Copy the listing below from the line containing "Would you mind annotating the blue" through the end, with every "instance" changed to "occurrence" and nothing else altered.

#####

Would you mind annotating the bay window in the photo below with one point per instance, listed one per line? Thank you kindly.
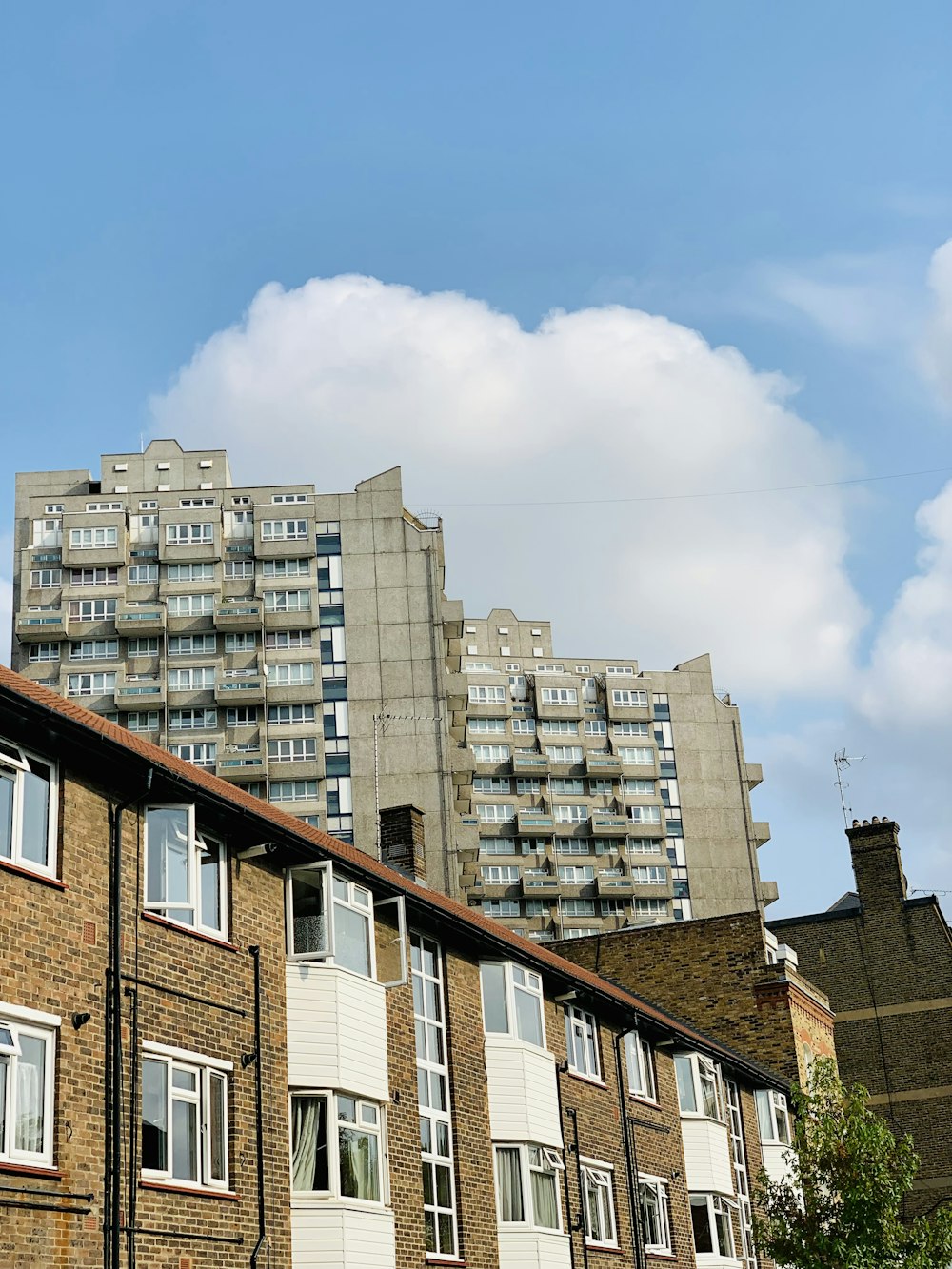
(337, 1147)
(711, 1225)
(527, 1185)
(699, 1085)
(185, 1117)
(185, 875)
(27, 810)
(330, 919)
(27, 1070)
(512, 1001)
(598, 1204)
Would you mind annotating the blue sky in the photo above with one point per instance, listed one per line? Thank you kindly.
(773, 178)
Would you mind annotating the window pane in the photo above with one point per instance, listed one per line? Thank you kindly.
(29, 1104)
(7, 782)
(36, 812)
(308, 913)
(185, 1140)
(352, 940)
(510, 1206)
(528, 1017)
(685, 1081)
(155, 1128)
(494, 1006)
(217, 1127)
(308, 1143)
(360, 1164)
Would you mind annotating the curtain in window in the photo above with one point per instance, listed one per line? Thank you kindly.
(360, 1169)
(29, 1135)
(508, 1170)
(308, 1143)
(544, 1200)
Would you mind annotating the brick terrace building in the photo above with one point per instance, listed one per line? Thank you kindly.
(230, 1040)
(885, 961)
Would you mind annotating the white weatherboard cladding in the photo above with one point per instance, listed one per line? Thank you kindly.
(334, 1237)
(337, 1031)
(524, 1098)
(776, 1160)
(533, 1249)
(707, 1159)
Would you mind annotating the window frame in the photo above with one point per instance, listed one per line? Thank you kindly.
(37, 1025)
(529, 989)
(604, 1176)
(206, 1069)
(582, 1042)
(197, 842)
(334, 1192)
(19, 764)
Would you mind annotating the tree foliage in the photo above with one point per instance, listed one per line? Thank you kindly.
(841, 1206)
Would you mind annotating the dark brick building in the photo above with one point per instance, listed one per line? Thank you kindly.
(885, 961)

#####

■ **Reply to the exercise**:
Would you mind annotating the blue sky in the photo above with one point per occurrence, listed one per line? Thank you kindly.
(773, 178)
Would you mind annotating the window pane in the photo above with one point per occurrence, listed one per line? Thank you kindly.
(29, 1104)
(7, 782)
(36, 812)
(308, 913)
(185, 1140)
(352, 940)
(510, 1206)
(528, 1017)
(685, 1081)
(155, 1128)
(494, 1006)
(217, 1127)
(308, 1143)
(360, 1164)
Would you mind annotating the curtain in window in the photo above with one point per occurrence, listed one per line? Thank you kindly.
(360, 1169)
(29, 1135)
(508, 1170)
(308, 1143)
(544, 1200)
Would you mind annotating the brick terrace building in the photo above with one point per occurrence, listed one per line? Thank you kindly.
(230, 1040)
(885, 961)
Would you mind annotating the white weatherboard cladding in the photo above with one point per occurrence, listed one per line? Thank you kindly.
(334, 1237)
(337, 1031)
(524, 1098)
(776, 1160)
(533, 1249)
(707, 1159)
Would you mind annotating the window frame in the photo above with one point per occurrence, listed one per line? Thank you kindly.
(37, 1025)
(529, 989)
(604, 1176)
(206, 1069)
(582, 1042)
(197, 842)
(334, 1192)
(19, 764)
Would you mind annotating the tree foliage in the photo above with one point per occurrence, listed one per line? Thank you kindly.
(841, 1206)
Would you mind annotating the dark brick building in the photo above with one point per occurrence, listed one per line? Thank you kindly.
(885, 961)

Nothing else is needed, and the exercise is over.